→ Exercise material
****************
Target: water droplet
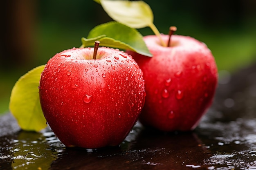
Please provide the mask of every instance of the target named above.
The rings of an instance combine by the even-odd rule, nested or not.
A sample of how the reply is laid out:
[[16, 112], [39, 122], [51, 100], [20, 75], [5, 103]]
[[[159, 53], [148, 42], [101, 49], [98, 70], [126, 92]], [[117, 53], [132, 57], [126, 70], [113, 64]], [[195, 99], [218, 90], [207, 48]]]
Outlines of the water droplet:
[[71, 56], [71, 55], [65, 55], [65, 54], [63, 54], [61, 55], [60, 57], [61, 57], [61, 56], [64, 56], [65, 57], [70, 57]]
[[92, 102], [92, 95], [88, 95], [85, 94], [85, 95], [83, 97], [83, 102], [85, 103], [89, 103], [91, 102]]
[[115, 70], [116, 69], [116, 66], [115, 66], [113, 65], [113, 64], [111, 64], [111, 67], [112, 67], [112, 68], [113, 68], [113, 70]]
[[171, 79], [170, 78], [168, 79], [166, 79], [164, 82], [164, 84], [167, 86], [168, 86], [171, 84]]
[[132, 63], [132, 64], [133, 64], [133, 65], [135, 66], [135, 67], [136, 68], [139, 69], [139, 66], [136, 63], [133, 62]]
[[167, 98], [169, 97], [169, 93], [167, 89], [164, 89], [162, 92], [162, 97], [164, 98]]
[[175, 96], [176, 97], [176, 98], [178, 99], [181, 99], [183, 97], [183, 92], [180, 90], [178, 90], [176, 92]]
[[120, 55], [122, 57], [123, 57], [124, 58], [127, 58], [127, 56], [126, 56], [126, 55], [124, 55], [124, 54], [121, 54], [121, 53], [119, 53], [118, 54], [119, 55]]
[[70, 70], [69, 70], [67, 72], [67, 75], [71, 75], [71, 74], [72, 74], [72, 72], [71, 71], [70, 71]]
[[180, 77], [182, 76], [182, 71], [177, 71], [175, 74], [175, 76], [177, 77]]
[[168, 118], [169, 119], [173, 119], [175, 117], [173, 111], [171, 111], [168, 113]]
[[72, 86], [72, 88], [77, 88], [78, 87], [79, 87], [79, 85], [78, 85], [77, 84], [74, 84], [74, 86]]

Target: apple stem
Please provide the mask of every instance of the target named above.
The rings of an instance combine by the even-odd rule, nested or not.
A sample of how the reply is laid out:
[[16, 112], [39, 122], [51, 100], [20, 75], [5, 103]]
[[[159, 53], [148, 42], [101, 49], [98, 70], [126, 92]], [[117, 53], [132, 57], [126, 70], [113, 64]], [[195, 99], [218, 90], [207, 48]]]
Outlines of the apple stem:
****************
→ Exercise goal
Return the items unchanged from their first line through the line that contains "76], [177, 77]]", including both ends, and omit the pictures.

→ Response below
Target: water droplet
Please provide the mask of every instance of the target named above.
The rings of an instance combine by the even-odd rule, nested or not.
A sample of how the reply is laid out:
[[16, 112], [39, 122], [51, 100], [20, 75], [5, 103]]
[[[159, 53], [148, 42], [101, 49], [98, 70], [126, 92]], [[117, 53], [132, 57], [126, 70], [113, 64]], [[195, 99], [218, 90], [207, 48]]]
Outlines of the water droplet:
[[71, 56], [71, 55], [65, 55], [65, 54], [63, 54], [61, 55], [60, 57], [61, 57], [61, 56], [64, 56], [65, 57], [70, 57]]
[[92, 102], [92, 95], [88, 95], [85, 94], [85, 95], [83, 97], [83, 102], [85, 103], [89, 103], [91, 102]]
[[115, 70], [116, 69], [116, 66], [115, 66], [113, 65], [113, 64], [111, 64], [111, 67], [112, 67], [112, 68], [113, 68], [113, 70]]
[[171, 79], [170, 78], [168, 79], [166, 79], [164, 82], [164, 84], [167, 86], [168, 86], [171, 84]]
[[132, 63], [132, 64], [133, 64], [133, 65], [135, 66], [135, 67], [136, 68], [139, 69], [139, 66], [136, 63], [133, 62]]
[[167, 98], [169, 97], [169, 93], [167, 89], [164, 89], [162, 92], [162, 97], [164, 98]]
[[175, 96], [176, 97], [176, 98], [178, 99], [181, 99], [183, 97], [183, 92], [180, 90], [178, 90], [176, 92]]
[[120, 55], [122, 57], [123, 57], [124, 58], [127, 58], [127, 56], [126, 56], [126, 55], [124, 55], [124, 54], [121, 54], [121, 53], [119, 53], [118, 54], [119, 55]]
[[70, 70], [69, 70], [67, 72], [67, 75], [71, 75], [71, 74], [72, 74], [72, 72], [71, 71], [70, 71]]
[[180, 77], [182, 76], [182, 71], [177, 71], [175, 74], [175, 76], [177, 77]]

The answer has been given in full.